╭──
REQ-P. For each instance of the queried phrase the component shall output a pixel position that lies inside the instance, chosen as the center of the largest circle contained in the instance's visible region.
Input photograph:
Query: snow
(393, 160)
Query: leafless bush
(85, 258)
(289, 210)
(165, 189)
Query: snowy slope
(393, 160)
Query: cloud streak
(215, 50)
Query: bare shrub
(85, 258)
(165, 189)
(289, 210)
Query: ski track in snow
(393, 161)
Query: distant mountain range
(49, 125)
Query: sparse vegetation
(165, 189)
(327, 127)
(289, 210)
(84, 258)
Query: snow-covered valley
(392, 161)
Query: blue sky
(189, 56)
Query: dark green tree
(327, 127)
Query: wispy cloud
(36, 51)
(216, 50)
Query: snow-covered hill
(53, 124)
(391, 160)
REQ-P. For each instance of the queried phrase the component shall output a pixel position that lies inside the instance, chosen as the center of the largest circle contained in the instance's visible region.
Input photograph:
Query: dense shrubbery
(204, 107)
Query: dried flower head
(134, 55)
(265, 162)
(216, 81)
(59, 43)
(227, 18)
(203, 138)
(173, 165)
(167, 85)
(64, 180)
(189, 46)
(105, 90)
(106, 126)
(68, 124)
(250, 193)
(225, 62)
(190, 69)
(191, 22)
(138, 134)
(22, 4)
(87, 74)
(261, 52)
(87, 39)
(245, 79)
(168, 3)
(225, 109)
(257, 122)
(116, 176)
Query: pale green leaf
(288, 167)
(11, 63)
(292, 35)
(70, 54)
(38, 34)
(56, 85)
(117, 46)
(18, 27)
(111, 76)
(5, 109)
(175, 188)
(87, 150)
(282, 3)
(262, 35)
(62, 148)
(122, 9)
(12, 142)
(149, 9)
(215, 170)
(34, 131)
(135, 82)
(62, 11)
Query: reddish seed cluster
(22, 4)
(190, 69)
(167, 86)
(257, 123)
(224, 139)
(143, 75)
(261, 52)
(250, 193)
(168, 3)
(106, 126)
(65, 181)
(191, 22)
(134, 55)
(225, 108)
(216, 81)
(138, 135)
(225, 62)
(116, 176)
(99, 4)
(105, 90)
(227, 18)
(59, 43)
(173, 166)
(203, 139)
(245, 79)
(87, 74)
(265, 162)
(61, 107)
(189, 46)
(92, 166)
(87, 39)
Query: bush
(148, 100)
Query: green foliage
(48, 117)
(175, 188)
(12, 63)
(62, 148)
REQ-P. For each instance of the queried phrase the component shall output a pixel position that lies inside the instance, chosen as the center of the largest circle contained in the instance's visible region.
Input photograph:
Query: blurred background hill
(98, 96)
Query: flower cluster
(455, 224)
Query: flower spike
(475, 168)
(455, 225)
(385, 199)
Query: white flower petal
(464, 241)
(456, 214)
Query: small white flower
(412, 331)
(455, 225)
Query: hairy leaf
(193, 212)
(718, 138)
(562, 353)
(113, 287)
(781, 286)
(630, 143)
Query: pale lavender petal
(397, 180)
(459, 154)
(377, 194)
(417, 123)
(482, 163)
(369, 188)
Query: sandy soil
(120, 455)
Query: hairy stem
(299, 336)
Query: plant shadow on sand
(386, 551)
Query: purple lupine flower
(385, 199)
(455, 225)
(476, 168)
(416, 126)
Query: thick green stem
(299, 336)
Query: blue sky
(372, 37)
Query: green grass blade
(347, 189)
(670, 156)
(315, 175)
╰──
Express the material above as a JSON list of strings, one string for each line, from the line containing "Query: flower spike" through the last line of the material, both ends included. Leave out blank lines.

[
  "Query: flower spike",
  "(475, 168)",
  "(455, 225)",
  "(385, 199)",
  "Query: white flower petal",
  "(464, 241)",
  "(456, 214)",
  "Query: small white flower",
  "(412, 331)",
  "(455, 225)",
  "Query: hairy leaf",
  "(193, 212)",
  "(718, 138)",
  "(562, 353)",
  "(113, 287)",
  "(781, 286)",
  "(630, 143)",
  "Query: pale lavender petal",
  "(397, 180)",
  "(459, 154)",
  "(377, 194)",
  "(417, 123)",
  "(482, 163)",
  "(369, 188)",
  "Query: sandy soil",
  "(120, 455)",
  "Query: hairy stem",
  "(299, 336)",
  "Query: plant shadow on sand",
  "(386, 551)",
  "Query: purple lupine flower",
  "(385, 199)",
  "(455, 225)",
  "(476, 168)",
  "(416, 126)",
  "Query: thick green stem",
  "(299, 336)",
  "Query: blue sky",
  "(372, 37)",
  "Query: green grass blade",
  "(347, 189)",
  "(670, 156)",
  "(315, 175)"
]